### Task to complete
Rewrite the lines below, starting with the one containing "Scan for utility pole in the frame." and running through the last line, increasing every bounding-box coordinate by 87 and leaving all other text unchanged.

##### Supplied records #####

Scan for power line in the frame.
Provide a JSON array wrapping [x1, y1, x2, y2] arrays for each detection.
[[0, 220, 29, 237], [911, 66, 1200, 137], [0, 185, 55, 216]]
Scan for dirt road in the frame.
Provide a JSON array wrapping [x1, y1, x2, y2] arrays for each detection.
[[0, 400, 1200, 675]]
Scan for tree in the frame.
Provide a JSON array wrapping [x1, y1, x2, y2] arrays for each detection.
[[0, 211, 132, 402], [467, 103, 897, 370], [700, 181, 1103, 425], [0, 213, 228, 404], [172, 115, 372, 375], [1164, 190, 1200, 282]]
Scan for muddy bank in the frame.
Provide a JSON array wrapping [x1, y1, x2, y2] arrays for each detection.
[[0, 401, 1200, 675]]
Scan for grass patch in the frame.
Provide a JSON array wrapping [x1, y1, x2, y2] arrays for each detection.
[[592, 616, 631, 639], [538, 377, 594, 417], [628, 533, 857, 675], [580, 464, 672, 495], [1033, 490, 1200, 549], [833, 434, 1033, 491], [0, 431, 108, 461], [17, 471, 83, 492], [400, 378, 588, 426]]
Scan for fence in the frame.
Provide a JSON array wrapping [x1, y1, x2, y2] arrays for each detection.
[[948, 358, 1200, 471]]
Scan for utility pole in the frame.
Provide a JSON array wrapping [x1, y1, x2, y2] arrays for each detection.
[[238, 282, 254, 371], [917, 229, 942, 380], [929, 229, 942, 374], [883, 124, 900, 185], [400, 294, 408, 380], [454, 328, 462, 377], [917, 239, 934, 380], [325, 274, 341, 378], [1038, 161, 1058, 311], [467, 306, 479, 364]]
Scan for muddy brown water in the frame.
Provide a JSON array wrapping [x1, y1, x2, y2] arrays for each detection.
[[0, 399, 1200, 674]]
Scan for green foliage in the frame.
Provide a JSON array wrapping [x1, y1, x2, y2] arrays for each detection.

#####

### Full response
Scan for utility pole in the frame.
Provide a JSON array wrapping [x1, y1, x2, y2] arrays for each detection.
[[325, 369, 341, 458], [1004, 316, 1029, 467], [1016, 316, 1029, 461], [970, 211, 987, 272], [487, 381, 495, 467], [541, 415, 549, 464], [1004, 326, 1021, 467], [412, 361, 428, 465], [1125, 248, 1145, 398], [554, 393, 566, 451]]
Scan for muddy brown water in the frame.
Provide a JSON array wrapping [x1, y1, x2, y2] arrays for each detection.
[[87, 486, 1287, 761]]
Scan for green foliage in the frame.
Provide a JSON array wrapping [x1, y1, x2, y2] arrays for each detection.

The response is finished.